### [Actions to take]
[A] List every calendar month that the cattle harvest text mentions by name.
[B] In the cattle harvest text, what figure is given for the current combined % Choice and Prime?
[C] Write a continuation of the cattle harvest text that picks up after its last sentence.

### [Selected passage]
..............................
The May 30th Insider covered the increasing role of both heifer and cow harvest in 2018. Year-to-date (YTD) harvest head counts then showed beef cows up 10.9% and fed heifers up 5.6%. In late May, we also focused on changes in the steer harvest which, at that time, was a quizzically low -0.65%. My theory suggested the remainder of the 2nd quarter would see a boon in steer harvest, outpacing 2017 where we’d encounter those large anticipated numbers.
However, at this point in early August, we’ve added the June and July head harvest counts only to see steer harvest not only failed to increase in the year-over-year numbers, but actually declined in the weekly USDA estimates to -0.93% in the YTD stats. That places the June-July steer weekly count at approximately 334,332 head, down 1.8% for the period on 2017. The decline in steer harvest is a bit challenging to understand since January 1, 2018 inventory showed an increase in steers on feed, a whopping 4% larger than January 2017. As well, the broader measure of the 2017 U.S. calf crop showed 2% growth. Given the shortage of Southern Plains grazing availability last winter and the large feedlot placements late last year through the 1st quarter, it certainly seems logical that many of those steers would have shown up in the fed cattle harvest. A final point, more centric to CAB, is the idea that heifers jumping up to 36% of the fed-cattle harvest in the past two weeks, compared to 32% a year ago, would move the U.S. carcass quality grade percentage above a year ago. That would be a great inclination, but also wrong, since the combined % Choice and Prime currently rests just fractions of a point lower instead, at 78.5%.
..............................
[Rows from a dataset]

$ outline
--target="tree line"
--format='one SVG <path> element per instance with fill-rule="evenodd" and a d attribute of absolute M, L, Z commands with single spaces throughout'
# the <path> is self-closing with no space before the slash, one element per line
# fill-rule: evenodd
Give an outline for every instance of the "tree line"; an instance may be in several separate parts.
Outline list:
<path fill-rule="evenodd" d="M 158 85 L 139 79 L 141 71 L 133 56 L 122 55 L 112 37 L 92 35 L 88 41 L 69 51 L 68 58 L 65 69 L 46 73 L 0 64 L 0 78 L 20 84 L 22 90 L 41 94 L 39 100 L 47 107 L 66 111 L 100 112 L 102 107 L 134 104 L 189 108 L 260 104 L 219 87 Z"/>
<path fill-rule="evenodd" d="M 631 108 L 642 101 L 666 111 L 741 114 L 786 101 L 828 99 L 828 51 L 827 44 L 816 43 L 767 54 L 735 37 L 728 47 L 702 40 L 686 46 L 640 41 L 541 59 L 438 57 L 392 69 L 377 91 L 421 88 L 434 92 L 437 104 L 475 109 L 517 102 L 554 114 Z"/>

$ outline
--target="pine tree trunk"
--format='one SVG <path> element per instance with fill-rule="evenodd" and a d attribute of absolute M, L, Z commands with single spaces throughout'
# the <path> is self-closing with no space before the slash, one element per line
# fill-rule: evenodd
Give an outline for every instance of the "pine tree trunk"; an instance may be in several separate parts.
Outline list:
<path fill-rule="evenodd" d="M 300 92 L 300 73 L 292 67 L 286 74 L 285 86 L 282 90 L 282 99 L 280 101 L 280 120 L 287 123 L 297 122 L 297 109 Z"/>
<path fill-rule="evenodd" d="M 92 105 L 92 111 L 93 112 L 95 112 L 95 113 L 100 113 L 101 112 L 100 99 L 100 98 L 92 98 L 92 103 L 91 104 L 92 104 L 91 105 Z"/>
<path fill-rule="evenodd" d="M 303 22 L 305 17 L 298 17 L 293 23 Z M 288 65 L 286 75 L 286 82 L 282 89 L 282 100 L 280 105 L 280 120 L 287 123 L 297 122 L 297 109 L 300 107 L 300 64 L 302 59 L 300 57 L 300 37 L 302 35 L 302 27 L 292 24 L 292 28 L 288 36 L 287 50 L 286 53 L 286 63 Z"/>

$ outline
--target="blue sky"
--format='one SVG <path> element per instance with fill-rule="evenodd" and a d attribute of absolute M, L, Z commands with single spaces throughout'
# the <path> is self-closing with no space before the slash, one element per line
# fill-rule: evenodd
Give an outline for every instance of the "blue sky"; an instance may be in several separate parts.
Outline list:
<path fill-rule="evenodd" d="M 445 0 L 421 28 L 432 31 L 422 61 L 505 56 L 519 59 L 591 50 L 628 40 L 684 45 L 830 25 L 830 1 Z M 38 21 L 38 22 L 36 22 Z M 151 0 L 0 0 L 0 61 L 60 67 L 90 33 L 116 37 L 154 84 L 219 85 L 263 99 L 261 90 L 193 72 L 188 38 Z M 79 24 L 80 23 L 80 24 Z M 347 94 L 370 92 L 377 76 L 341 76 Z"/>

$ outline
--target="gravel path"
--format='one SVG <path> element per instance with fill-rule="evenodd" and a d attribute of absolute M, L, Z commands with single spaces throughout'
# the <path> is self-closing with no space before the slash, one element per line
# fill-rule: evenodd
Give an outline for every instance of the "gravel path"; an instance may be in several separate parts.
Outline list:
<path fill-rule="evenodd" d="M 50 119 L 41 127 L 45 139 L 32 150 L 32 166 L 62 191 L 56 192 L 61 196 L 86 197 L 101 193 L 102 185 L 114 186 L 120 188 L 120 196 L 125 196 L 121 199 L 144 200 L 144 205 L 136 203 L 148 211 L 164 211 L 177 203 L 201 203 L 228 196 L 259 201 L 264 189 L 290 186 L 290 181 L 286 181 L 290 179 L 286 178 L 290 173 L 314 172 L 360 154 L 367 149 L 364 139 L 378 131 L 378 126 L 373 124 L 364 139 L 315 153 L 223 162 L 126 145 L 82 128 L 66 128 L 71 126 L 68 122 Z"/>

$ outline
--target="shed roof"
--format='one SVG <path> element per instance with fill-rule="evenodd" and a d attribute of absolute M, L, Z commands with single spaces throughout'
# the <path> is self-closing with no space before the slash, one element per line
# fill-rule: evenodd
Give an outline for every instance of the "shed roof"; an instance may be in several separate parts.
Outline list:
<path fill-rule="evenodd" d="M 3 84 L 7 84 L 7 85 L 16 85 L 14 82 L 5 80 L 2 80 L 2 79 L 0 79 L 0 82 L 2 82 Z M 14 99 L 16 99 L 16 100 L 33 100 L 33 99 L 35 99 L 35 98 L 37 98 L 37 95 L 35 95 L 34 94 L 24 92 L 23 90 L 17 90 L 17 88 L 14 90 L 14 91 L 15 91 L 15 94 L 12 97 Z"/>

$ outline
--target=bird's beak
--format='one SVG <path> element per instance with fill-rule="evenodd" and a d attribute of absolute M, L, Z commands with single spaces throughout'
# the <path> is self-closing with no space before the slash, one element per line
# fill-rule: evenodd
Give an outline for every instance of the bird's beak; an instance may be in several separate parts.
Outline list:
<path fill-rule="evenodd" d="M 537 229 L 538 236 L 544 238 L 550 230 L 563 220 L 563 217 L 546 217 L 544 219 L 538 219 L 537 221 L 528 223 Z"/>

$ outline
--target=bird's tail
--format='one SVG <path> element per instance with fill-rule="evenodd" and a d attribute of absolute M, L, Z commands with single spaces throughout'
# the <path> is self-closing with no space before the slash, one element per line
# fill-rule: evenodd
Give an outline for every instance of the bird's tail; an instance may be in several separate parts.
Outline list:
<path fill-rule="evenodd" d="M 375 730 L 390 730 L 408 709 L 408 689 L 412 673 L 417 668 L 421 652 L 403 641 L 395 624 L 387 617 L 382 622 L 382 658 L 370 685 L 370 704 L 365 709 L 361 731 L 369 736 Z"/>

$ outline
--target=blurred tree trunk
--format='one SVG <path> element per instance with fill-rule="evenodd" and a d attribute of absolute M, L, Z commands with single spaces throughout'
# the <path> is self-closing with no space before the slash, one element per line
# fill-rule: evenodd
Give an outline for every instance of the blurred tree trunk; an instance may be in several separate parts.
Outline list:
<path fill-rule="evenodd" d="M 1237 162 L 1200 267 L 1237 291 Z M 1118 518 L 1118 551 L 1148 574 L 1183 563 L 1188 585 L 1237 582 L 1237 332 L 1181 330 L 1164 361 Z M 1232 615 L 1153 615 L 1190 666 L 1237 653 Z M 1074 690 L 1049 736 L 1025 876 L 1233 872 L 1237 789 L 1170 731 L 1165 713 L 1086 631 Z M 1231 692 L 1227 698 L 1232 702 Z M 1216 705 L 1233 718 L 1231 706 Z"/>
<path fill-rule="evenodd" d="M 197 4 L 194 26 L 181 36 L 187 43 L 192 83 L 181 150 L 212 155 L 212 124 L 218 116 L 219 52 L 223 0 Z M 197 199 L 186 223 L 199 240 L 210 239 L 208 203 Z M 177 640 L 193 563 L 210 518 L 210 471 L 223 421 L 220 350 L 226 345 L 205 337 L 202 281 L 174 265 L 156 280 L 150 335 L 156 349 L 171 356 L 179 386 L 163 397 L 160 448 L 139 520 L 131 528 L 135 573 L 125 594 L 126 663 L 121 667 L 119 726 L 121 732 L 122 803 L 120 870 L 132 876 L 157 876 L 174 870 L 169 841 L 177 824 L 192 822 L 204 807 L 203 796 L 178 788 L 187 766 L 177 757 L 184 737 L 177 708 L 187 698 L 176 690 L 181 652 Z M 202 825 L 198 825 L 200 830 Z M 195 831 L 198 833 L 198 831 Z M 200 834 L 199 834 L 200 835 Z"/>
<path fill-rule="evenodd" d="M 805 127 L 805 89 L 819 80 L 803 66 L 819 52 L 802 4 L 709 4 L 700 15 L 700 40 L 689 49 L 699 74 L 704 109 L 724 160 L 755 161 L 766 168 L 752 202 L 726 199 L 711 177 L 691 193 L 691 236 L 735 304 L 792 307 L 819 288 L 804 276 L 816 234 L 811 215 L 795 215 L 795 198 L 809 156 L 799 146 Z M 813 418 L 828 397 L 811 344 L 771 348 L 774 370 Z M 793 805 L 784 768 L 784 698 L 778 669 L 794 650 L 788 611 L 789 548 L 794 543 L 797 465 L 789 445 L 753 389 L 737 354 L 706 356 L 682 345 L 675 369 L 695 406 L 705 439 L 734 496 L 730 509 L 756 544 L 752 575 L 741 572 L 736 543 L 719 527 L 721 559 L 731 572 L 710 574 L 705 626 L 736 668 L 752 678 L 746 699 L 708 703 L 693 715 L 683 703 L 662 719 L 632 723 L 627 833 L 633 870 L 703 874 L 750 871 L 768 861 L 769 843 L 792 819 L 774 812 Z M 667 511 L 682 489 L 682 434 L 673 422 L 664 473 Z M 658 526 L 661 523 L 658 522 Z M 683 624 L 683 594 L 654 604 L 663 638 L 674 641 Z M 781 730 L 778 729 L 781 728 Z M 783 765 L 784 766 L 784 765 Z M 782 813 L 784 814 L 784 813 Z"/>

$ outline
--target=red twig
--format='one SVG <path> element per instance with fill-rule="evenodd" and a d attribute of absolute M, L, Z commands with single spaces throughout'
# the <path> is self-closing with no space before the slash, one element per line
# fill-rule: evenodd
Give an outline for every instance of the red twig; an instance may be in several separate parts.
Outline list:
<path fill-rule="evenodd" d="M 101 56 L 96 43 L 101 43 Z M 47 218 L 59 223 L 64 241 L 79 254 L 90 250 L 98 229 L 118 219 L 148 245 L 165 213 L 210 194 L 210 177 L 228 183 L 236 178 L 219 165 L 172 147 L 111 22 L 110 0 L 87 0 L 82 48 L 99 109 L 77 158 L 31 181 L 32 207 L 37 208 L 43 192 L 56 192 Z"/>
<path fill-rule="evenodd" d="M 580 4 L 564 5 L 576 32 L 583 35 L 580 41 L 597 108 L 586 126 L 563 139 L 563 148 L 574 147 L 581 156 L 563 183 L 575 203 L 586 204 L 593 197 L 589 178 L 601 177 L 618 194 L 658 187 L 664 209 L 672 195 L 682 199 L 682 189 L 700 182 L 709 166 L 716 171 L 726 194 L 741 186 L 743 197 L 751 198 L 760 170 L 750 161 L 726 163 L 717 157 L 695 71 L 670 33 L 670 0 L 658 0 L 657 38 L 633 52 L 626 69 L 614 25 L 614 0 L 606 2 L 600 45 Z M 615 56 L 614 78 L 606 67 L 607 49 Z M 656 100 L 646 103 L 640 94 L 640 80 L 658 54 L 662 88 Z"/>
..............................
### [Response list]
[A] May, August, June, July, January

[B] 78.5%

[C]
The fed cattle market last week saw impressive cash trade late Friday with what appears to be roughly a $114/cwt. market average. Market-ready fed cattle supplies are said to be a bit tighter in Kansas and Texas as compared to the Nebraska and northern areas of the feeding region.
Carcass quality grade trends remain strong when comparing the combined Choice and Prime, but the Choice grading rate alone has dipped to the 2016 level at 72%, compared to 74% this week last year. The Prime grade is slightly underpinning the effect, soaking up most of that decline in Choice product. Prime was as much as 7% in last week’s report, 2 points higher than a year ago. CAB acceptance rates have ratcheted fractionally higher, returning to 33% of the eligible carcasses and yielding 108K head certified for each of the latest two weeks.
Last week’s federally inspected cattle harvest was 4,000 head smaller than the same week a year ago, making the second week in a row with harvest levels smaller than last year for the same time period.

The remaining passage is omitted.